▶ WHAT THE TASK REQUIRES: Ignoring the pictures, copy the data exactly.

[EXTRACTED INFORMATION Boundary: Start]

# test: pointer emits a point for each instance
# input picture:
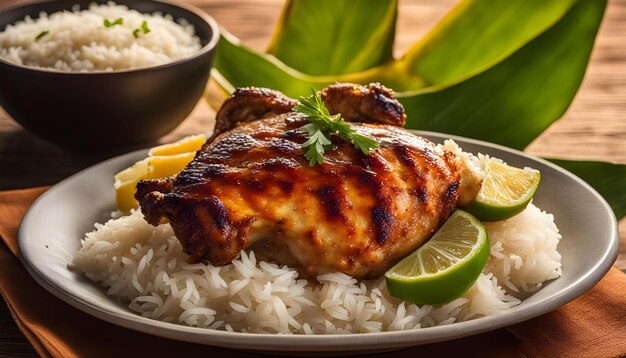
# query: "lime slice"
(504, 192)
(125, 183)
(163, 161)
(446, 266)
(161, 166)
(191, 143)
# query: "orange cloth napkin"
(594, 325)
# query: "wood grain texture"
(593, 128)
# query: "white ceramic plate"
(51, 231)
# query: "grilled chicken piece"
(251, 187)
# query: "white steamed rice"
(145, 266)
(78, 41)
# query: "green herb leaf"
(108, 24)
(41, 35)
(144, 27)
(321, 125)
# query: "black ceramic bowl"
(95, 110)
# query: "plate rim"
(331, 342)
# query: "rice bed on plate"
(146, 267)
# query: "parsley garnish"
(144, 28)
(108, 24)
(322, 125)
(41, 35)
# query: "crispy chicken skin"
(252, 187)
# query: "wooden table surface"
(593, 128)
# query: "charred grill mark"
(405, 156)
(255, 185)
(281, 146)
(286, 186)
(218, 212)
(383, 220)
(421, 193)
(278, 164)
(451, 191)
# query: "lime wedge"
(125, 183)
(446, 266)
(188, 144)
(163, 161)
(504, 192)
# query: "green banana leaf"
(477, 34)
(335, 37)
(514, 101)
(607, 178)
(237, 65)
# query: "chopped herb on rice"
(107, 40)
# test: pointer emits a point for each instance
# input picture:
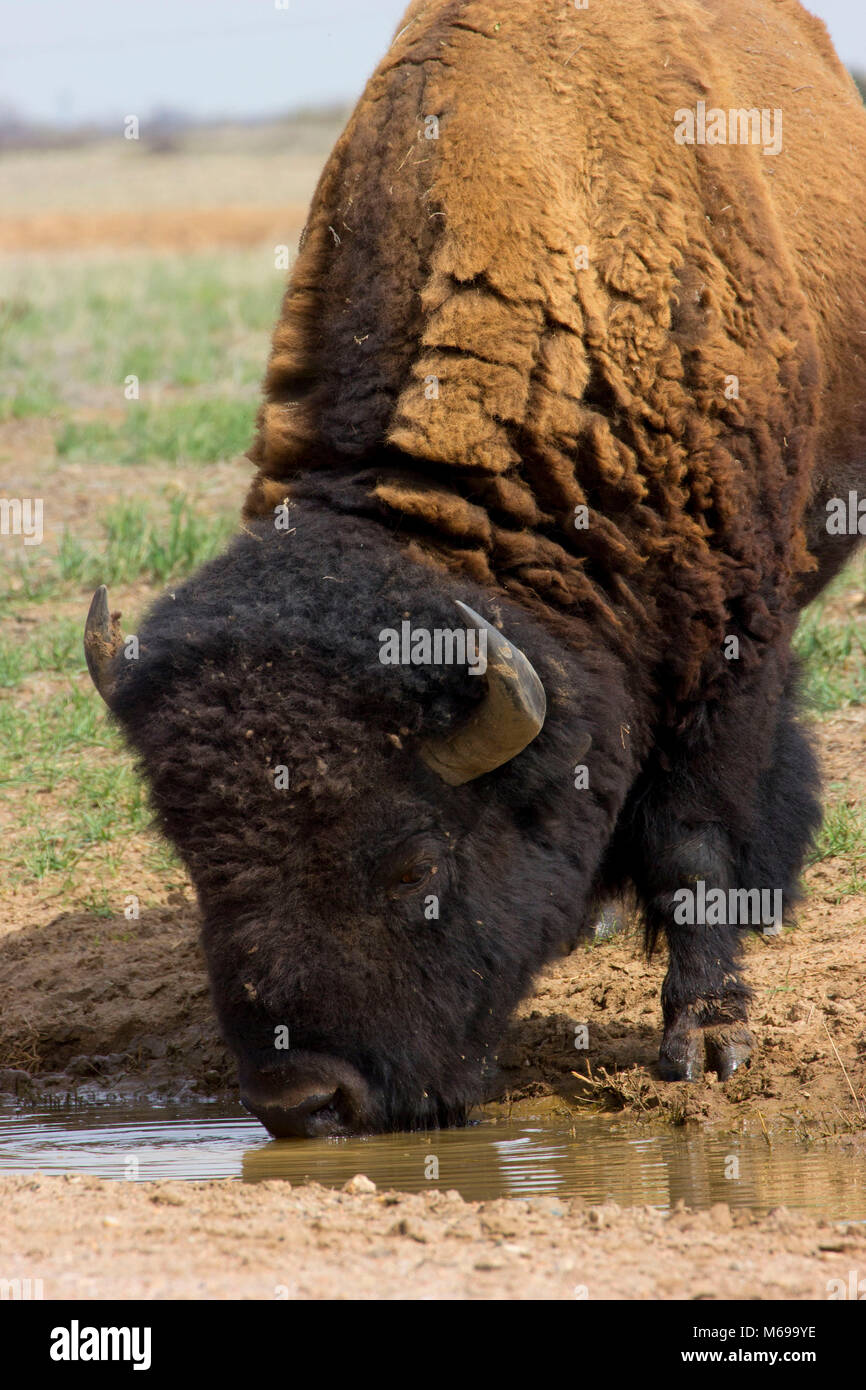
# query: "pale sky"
(78, 60)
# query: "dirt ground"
(125, 1005)
(93, 1239)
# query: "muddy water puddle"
(594, 1158)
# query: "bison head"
(380, 863)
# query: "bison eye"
(414, 876)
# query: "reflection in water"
(595, 1158)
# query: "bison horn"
(103, 640)
(508, 719)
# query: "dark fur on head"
(270, 656)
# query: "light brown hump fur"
(519, 296)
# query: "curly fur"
(453, 260)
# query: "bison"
(570, 364)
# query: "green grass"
(77, 325)
(834, 656)
(138, 544)
(182, 431)
(844, 831)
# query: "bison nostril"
(313, 1115)
(309, 1096)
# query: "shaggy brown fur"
(455, 259)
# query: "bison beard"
(451, 396)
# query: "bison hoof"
(720, 1047)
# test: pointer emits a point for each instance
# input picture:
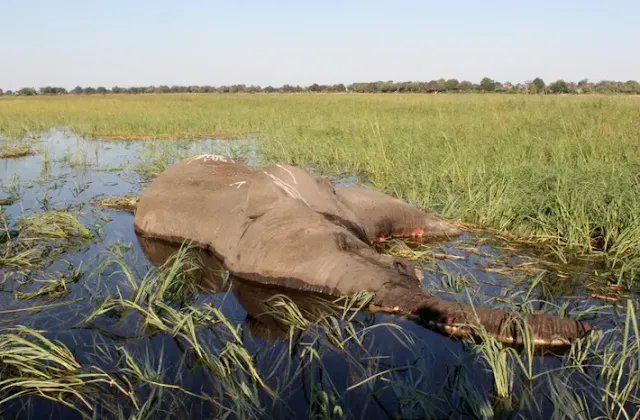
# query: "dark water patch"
(365, 365)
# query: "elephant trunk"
(468, 322)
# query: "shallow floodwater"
(69, 173)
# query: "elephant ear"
(383, 216)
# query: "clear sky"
(143, 42)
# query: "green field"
(562, 170)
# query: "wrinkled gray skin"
(279, 225)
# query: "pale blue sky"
(106, 43)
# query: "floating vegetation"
(15, 152)
(53, 225)
(227, 135)
(125, 203)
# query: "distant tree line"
(535, 86)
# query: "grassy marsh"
(90, 328)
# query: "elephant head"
(281, 226)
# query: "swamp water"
(115, 337)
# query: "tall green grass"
(562, 170)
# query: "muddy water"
(68, 174)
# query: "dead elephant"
(279, 225)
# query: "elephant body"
(281, 226)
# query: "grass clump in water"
(15, 152)
(33, 365)
(53, 225)
(125, 203)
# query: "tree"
(559, 86)
(452, 84)
(465, 86)
(487, 84)
(27, 92)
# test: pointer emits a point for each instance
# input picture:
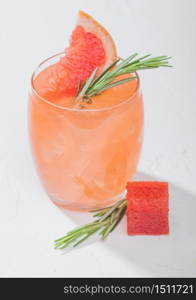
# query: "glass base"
(67, 205)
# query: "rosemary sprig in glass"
(106, 220)
(94, 86)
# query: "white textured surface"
(33, 30)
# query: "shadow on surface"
(162, 256)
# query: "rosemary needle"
(107, 79)
(106, 220)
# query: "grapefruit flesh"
(90, 47)
(147, 208)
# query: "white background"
(33, 30)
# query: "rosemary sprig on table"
(106, 220)
(107, 79)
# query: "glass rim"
(137, 88)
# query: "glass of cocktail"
(85, 156)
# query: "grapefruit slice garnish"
(91, 46)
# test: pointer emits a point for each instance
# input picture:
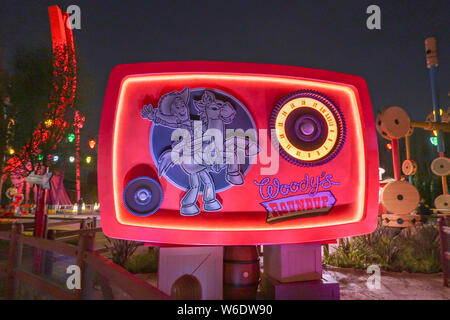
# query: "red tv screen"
(218, 153)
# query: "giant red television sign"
(215, 153)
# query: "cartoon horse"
(173, 112)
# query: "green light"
(71, 137)
(433, 141)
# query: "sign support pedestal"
(294, 272)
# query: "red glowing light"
(242, 220)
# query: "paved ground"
(394, 285)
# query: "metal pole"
(396, 160)
(431, 53)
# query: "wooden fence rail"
(89, 262)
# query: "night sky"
(329, 35)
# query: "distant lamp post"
(92, 143)
(434, 141)
(71, 137)
(381, 171)
(78, 123)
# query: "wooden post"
(86, 244)
(48, 254)
(106, 287)
(444, 249)
(14, 260)
(396, 160)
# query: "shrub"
(412, 250)
(121, 250)
(143, 263)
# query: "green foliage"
(412, 250)
(121, 250)
(143, 263)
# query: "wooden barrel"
(186, 287)
(240, 273)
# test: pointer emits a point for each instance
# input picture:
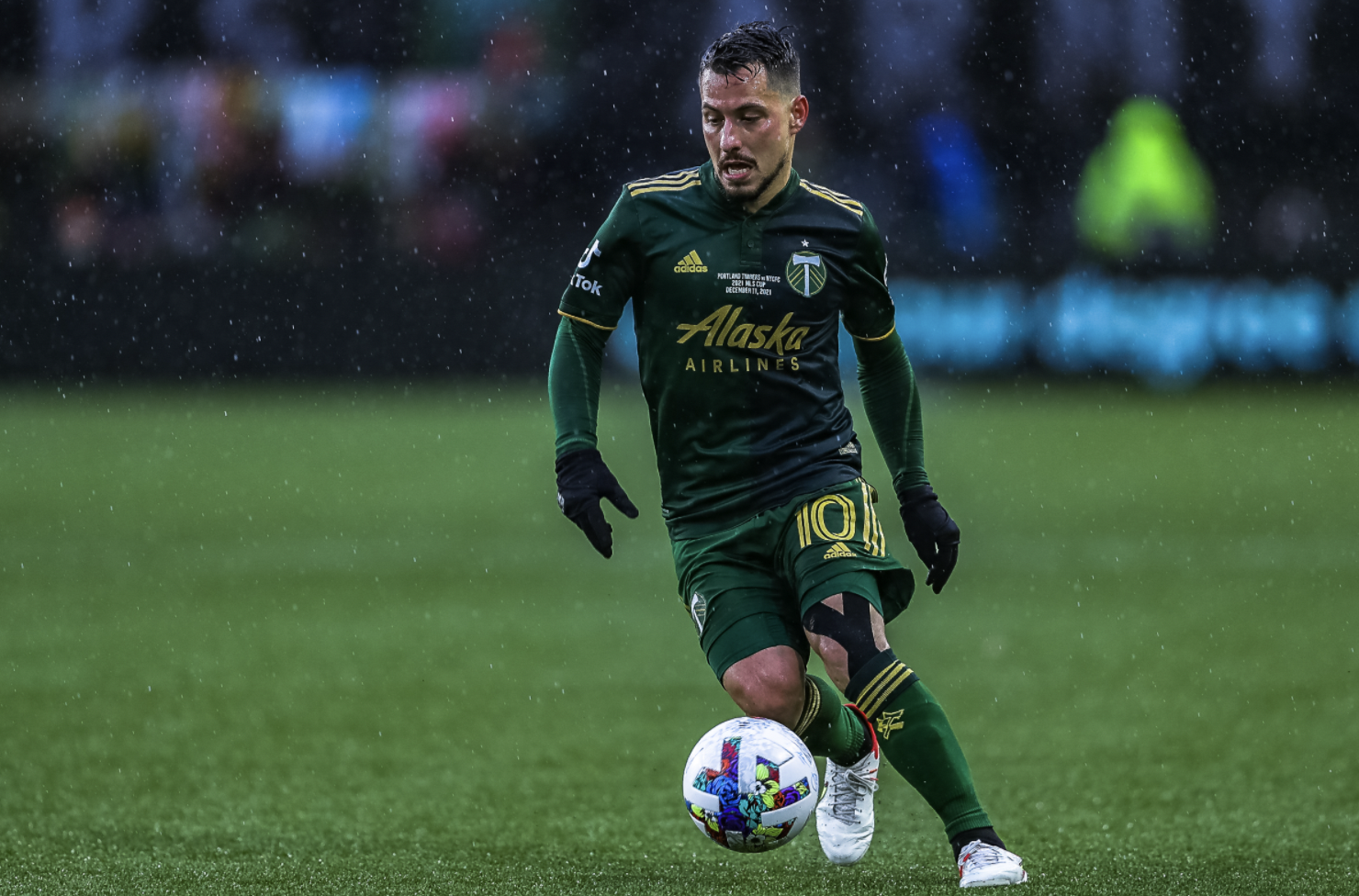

[EXTRACTED INFORMATION Boundary: End]

▶ WRITTEN RESPONSE:
# test: pointer emits a point for each instance
# input picture:
# query: "lime slice"
(504, 192)
(125, 183)
(163, 161)
(446, 266)
(161, 166)
(191, 143)
# query: "orange cloth napkin"
(594, 325)
# query: "wood grain texture"
(593, 128)
# query: "white ceramic plate"
(51, 231)
# query: "grilled chicken piece"
(251, 187)
# query: "white steamed rice"
(145, 266)
(78, 41)
# query: "green herb leaf"
(108, 24)
(41, 35)
(144, 27)
(321, 125)
# query: "black ceramic bowl"
(95, 110)
# query: "plate rim"
(331, 342)
# query: "rice bed on plate"
(146, 267)
# query: "parsley garnish"
(144, 28)
(108, 24)
(322, 125)
(41, 35)
# query: "crispy chicken skin"
(252, 187)
# query: "wooden table surface"
(593, 128)
# query: "charred grill mark"
(405, 156)
(255, 185)
(281, 146)
(286, 186)
(218, 212)
(383, 220)
(421, 193)
(278, 164)
(451, 191)
# query: "lime wedge"
(125, 183)
(446, 266)
(188, 144)
(163, 161)
(504, 192)
# query: "green banana leaf"
(477, 34)
(335, 37)
(514, 101)
(607, 178)
(237, 65)
# query: "chopped herb on rice"
(107, 40)
# test: pointer emits a point for each instance
# input picture:
# query: "pale sky"
(78, 60)
# query: "dirt ground"
(125, 1005)
(93, 1239)
# query: "muddy water puddle"
(594, 1158)
# query: "bison head"
(380, 863)
# query: "bison eye"
(414, 876)
# query: "reflection in water"
(595, 1158)
# query: "bison horn"
(103, 640)
(508, 719)
# query: "dark fur on head"
(270, 656)
# query: "light brown hump fur"
(519, 296)
# query: "curly fur"
(453, 260)
# query: "bison"
(570, 364)
# query: "green grass"
(77, 325)
(834, 656)
(138, 544)
(182, 431)
(844, 831)
# query: "bison nostril"
(313, 1115)
(309, 1096)
# query: "shaggy brown fur"
(455, 259)
# query: "bison beard"
(451, 396)
# query: "bison hoof"
(720, 1047)
# test: pointer emits a point for each instance
# input picture:
# query: "dark water patch"
(365, 365)
# query: "elephant trunk"
(468, 322)
# query: "shallow floodwater"
(69, 173)
# query: "elephant ear"
(383, 216)
# query: "clear sky"
(143, 42)
# query: "green field"
(562, 170)
# query: "wrinkled gray skin"
(279, 225)
# query: "pale blue sky"
(106, 43)
# query: "floating vegetation"
(15, 152)
(53, 225)
(227, 135)
(125, 203)
# query: "distant tree line"
(535, 86)
# query: "grassy marsh"
(90, 328)
# query: "elephant head"
(281, 226)
# query: "swamp water"
(115, 337)
# query: "tall green grass"
(562, 170)
# query: "muddy water"
(68, 174)
# query: "dead elephant"
(279, 225)
# query: "elephant body"
(281, 226)
# query: "grass clump in water"
(15, 152)
(33, 365)
(53, 225)
(125, 203)
# query: "tree"
(559, 86)
(452, 84)
(465, 86)
(487, 84)
(27, 92)
# test: pointer emits a point for each instance
# input picture:
# query: "glass base"
(67, 205)
# query: "rosemary sprig in glass"
(106, 220)
(94, 86)
# query: "white textured surface"
(33, 30)
# query: "shadow on surface"
(162, 256)
# query: "rosemary needle"
(107, 79)
(106, 220)
# query: "grapefruit flesh"
(90, 47)
(147, 208)
# query: "white background"
(33, 30)
# query: "rosemary sprig on table"
(106, 220)
(107, 79)
# query: "glass rim"
(137, 88)
# query: "glass of cocktail"
(85, 156)
# query: "grapefruit slice garnish"
(91, 46)
# test: pointer emits a point for each instance
# input picture:
# query: "red tv screen"
(218, 153)
# query: "giant red television sign"
(215, 153)
# query: "cartoon horse"
(173, 112)
# query: "green light"
(71, 137)
(433, 141)
# query: "sign support pedestal"
(294, 272)
# query: "red glowing light"
(242, 220)
# query: "paved ground"
(394, 285)
# query: "metal pole"
(396, 160)
(431, 53)
# query: "wooden fence rail"
(89, 262)
# query: "night sky"
(329, 35)
# query: "distant lamp post"
(92, 143)
(434, 141)
(71, 137)
(381, 171)
(78, 123)
# query: "wooden post"
(86, 244)
(48, 254)
(106, 287)
(444, 249)
(14, 260)
(396, 160)
# query: "shrub"
(412, 250)
(121, 250)
(143, 263)
# query: "green foliage"
(412, 250)
(121, 250)
(143, 263)
# query: "wooden barrel"
(186, 287)
(240, 273)
# test: pointer emits a point for each instance
# input picture:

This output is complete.